Turn everything from the line containing "of the hiking" down to the end of the listing into a Markdown table with two columns, Row and Listing line. Number the rows in order, give each line its own row, and leave out any blank lines.

____ ROWS

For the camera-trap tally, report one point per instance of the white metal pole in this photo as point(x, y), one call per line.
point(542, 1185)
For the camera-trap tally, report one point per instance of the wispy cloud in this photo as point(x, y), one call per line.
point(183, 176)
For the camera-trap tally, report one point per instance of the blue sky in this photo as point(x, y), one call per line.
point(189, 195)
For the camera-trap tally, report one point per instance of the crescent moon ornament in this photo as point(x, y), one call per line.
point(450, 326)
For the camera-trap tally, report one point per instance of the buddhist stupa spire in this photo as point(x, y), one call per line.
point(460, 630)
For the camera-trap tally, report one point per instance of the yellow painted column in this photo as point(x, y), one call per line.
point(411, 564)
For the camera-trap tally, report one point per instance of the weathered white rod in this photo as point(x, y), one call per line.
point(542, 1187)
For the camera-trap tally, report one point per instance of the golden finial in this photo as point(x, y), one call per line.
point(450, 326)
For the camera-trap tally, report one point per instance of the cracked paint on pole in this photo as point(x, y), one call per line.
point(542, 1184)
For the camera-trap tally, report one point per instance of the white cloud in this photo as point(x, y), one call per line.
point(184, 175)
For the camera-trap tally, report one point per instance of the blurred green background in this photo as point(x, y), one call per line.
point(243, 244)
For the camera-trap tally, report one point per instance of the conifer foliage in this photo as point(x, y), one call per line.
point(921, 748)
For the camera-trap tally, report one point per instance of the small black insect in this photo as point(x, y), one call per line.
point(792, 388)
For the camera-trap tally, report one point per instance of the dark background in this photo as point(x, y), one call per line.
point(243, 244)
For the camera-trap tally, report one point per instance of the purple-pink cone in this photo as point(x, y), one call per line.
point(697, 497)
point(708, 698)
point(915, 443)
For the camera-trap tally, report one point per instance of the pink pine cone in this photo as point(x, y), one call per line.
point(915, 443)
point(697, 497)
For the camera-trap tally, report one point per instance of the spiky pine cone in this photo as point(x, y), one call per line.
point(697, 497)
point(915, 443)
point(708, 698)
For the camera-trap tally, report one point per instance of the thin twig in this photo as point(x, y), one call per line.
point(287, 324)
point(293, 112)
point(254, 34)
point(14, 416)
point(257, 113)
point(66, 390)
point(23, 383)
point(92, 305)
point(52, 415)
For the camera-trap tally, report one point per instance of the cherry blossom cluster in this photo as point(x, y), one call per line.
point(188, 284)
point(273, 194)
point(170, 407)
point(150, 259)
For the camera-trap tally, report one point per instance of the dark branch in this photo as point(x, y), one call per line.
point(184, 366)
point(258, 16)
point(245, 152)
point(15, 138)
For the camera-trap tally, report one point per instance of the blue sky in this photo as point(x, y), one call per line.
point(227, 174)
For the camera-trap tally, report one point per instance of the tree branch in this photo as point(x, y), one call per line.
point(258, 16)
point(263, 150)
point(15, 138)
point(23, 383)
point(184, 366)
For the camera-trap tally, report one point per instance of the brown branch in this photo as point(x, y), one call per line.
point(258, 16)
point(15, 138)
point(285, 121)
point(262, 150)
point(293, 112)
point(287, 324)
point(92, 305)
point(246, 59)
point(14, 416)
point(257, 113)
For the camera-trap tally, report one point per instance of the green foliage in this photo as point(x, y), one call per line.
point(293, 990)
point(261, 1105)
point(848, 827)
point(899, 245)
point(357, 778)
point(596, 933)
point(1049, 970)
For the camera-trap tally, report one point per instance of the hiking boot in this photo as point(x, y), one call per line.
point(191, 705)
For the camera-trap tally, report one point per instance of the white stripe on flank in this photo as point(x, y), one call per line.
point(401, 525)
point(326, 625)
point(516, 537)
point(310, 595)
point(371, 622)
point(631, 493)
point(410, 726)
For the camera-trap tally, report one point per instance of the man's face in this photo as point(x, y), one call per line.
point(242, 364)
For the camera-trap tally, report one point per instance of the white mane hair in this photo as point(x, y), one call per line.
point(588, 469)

________

* [FULL ANSWER]:
| Row | Listing line |
|---|---|
| 1 | For the camera-trap tally, report one point per instance of the hiking boot in this photo as point(x, y), one call per line. |
| 2 | point(191, 705) |
| 3 | For the camera-trap tally, report one point per instance of the white stripe on flank in this photo as point(x, y), one call per line. |
| 4 | point(401, 525) |
| 5 | point(326, 625) |
| 6 | point(516, 537) |
| 7 | point(310, 595) |
| 8 | point(371, 622) |
| 9 | point(631, 493) |
| 10 | point(410, 726) |
| 11 | For the camera-trap tally, report one point per instance of the man's face in this photo as point(x, y), one call per line. |
| 12 | point(242, 364) |
| 13 | For the camera-trap tally, report one point per instance of the white mane hair in this photo as point(x, y), one call per line. |
| 14 | point(588, 469) |